* Natural language region descriptions
-=-=-

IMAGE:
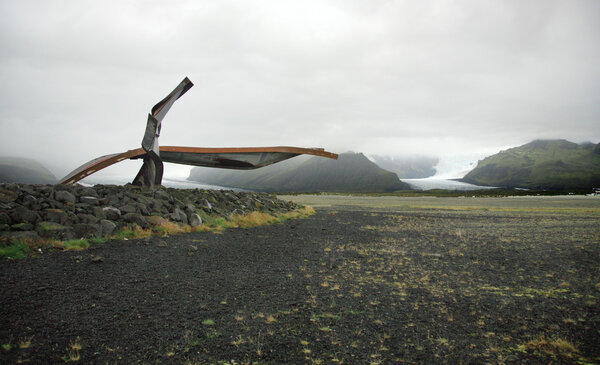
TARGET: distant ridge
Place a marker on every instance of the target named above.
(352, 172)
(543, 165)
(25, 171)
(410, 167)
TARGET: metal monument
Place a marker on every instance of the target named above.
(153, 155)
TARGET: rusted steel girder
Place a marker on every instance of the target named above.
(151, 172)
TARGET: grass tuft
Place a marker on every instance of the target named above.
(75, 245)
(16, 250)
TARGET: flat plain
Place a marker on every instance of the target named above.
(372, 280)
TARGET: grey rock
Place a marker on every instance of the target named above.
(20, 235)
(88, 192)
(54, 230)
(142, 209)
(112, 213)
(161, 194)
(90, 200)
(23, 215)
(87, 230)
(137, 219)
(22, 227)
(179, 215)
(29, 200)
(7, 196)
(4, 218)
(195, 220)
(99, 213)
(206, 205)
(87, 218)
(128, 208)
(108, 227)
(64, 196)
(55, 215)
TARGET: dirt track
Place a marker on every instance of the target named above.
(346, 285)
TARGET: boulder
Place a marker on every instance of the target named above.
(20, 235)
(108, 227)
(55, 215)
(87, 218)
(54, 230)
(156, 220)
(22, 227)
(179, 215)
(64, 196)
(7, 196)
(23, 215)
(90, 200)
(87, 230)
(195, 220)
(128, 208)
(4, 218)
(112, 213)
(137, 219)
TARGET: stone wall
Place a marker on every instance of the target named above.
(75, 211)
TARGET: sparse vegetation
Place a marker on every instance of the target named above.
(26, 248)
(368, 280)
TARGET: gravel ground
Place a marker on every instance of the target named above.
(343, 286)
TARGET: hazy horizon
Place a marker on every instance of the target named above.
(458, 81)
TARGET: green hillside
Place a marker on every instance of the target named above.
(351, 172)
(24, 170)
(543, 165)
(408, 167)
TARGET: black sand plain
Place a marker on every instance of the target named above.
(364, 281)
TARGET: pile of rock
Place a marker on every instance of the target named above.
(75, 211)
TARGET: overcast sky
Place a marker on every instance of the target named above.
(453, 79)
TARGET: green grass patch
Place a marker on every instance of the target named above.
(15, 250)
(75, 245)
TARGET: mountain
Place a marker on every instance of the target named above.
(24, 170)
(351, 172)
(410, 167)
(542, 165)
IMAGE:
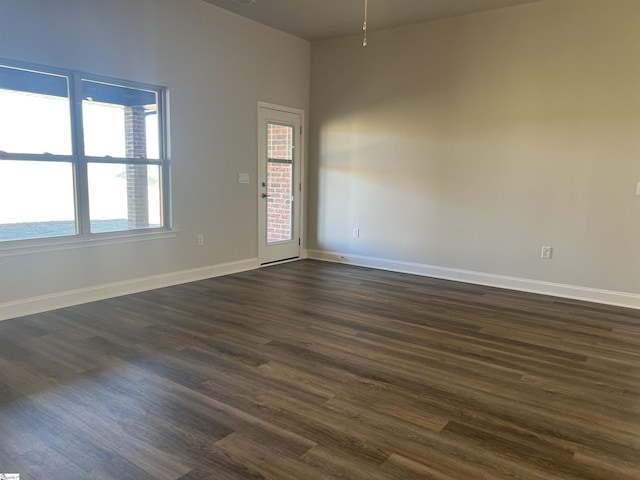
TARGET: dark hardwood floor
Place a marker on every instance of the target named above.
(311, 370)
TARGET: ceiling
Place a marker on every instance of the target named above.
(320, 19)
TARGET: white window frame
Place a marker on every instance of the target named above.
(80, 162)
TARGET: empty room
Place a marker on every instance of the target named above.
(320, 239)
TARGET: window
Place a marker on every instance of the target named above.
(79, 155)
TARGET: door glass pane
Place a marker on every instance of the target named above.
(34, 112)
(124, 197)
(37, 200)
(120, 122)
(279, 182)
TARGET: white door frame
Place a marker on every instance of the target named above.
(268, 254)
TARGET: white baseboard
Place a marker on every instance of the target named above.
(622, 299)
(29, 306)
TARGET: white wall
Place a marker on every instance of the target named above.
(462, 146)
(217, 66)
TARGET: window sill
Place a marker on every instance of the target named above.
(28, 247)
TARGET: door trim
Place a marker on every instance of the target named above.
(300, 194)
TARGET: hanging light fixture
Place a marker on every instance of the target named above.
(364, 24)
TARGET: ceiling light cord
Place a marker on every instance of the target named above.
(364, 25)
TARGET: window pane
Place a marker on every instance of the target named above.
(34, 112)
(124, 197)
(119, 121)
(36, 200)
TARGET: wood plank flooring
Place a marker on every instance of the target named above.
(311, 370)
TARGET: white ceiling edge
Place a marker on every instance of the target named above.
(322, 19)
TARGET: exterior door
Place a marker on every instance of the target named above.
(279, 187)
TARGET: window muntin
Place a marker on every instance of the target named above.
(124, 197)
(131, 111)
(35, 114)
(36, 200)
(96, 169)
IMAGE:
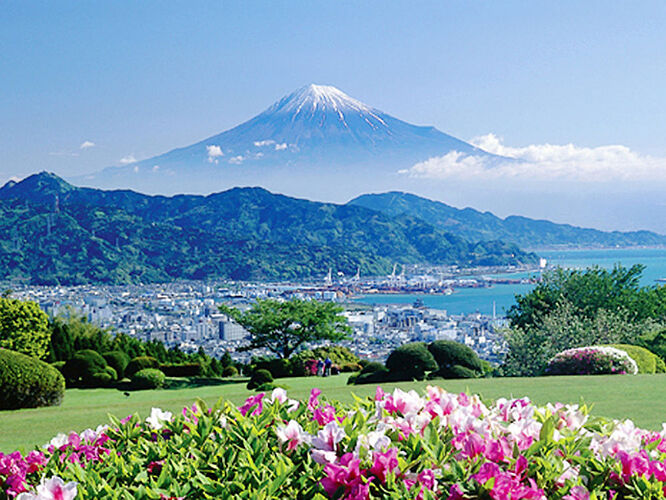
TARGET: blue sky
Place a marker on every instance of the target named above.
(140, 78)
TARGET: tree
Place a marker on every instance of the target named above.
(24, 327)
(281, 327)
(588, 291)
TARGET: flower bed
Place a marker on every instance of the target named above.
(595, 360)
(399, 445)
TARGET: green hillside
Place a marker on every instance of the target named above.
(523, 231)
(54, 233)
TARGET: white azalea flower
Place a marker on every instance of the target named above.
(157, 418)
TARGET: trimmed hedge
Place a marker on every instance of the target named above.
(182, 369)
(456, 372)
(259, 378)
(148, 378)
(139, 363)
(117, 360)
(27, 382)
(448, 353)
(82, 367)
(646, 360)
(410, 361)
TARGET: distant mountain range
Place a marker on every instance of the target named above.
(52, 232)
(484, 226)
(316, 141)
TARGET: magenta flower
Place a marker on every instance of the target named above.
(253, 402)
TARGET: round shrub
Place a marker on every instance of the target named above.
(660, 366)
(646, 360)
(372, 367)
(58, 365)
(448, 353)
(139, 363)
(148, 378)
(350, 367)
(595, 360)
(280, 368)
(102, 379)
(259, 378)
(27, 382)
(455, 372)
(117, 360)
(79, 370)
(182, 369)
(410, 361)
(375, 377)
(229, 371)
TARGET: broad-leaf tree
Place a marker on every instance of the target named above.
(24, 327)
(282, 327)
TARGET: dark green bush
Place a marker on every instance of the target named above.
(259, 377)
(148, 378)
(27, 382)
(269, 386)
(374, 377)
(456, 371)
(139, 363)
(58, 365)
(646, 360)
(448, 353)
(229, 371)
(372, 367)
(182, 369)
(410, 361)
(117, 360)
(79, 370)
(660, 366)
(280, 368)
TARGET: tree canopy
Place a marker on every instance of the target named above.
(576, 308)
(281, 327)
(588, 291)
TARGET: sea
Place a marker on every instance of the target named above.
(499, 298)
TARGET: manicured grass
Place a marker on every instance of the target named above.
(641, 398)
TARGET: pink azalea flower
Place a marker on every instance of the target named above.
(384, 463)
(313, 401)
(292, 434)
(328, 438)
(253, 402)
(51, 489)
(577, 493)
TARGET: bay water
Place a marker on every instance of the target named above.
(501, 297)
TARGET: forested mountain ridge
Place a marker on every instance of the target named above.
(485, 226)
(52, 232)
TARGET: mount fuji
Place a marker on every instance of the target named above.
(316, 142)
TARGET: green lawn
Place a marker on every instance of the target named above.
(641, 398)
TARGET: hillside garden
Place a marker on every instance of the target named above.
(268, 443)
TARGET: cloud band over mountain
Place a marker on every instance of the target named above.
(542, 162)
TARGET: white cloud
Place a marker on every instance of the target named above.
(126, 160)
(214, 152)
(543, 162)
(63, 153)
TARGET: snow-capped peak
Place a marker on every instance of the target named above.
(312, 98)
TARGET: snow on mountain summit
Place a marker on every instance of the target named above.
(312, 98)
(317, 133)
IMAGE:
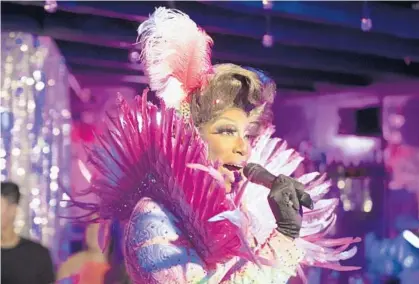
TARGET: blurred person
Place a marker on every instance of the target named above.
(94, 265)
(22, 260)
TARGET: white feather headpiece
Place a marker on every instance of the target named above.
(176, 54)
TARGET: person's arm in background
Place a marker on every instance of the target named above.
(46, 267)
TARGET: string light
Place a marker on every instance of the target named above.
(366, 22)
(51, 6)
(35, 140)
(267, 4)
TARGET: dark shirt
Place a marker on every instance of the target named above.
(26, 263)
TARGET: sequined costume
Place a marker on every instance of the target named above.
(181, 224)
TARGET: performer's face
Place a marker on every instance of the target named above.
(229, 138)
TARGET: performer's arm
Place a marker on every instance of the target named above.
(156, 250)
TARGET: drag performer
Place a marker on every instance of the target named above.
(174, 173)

-=-=-

Every line in the entries above that mentions the word "frame" must be shown.

TARGET: white window frame
TARGET: white door frame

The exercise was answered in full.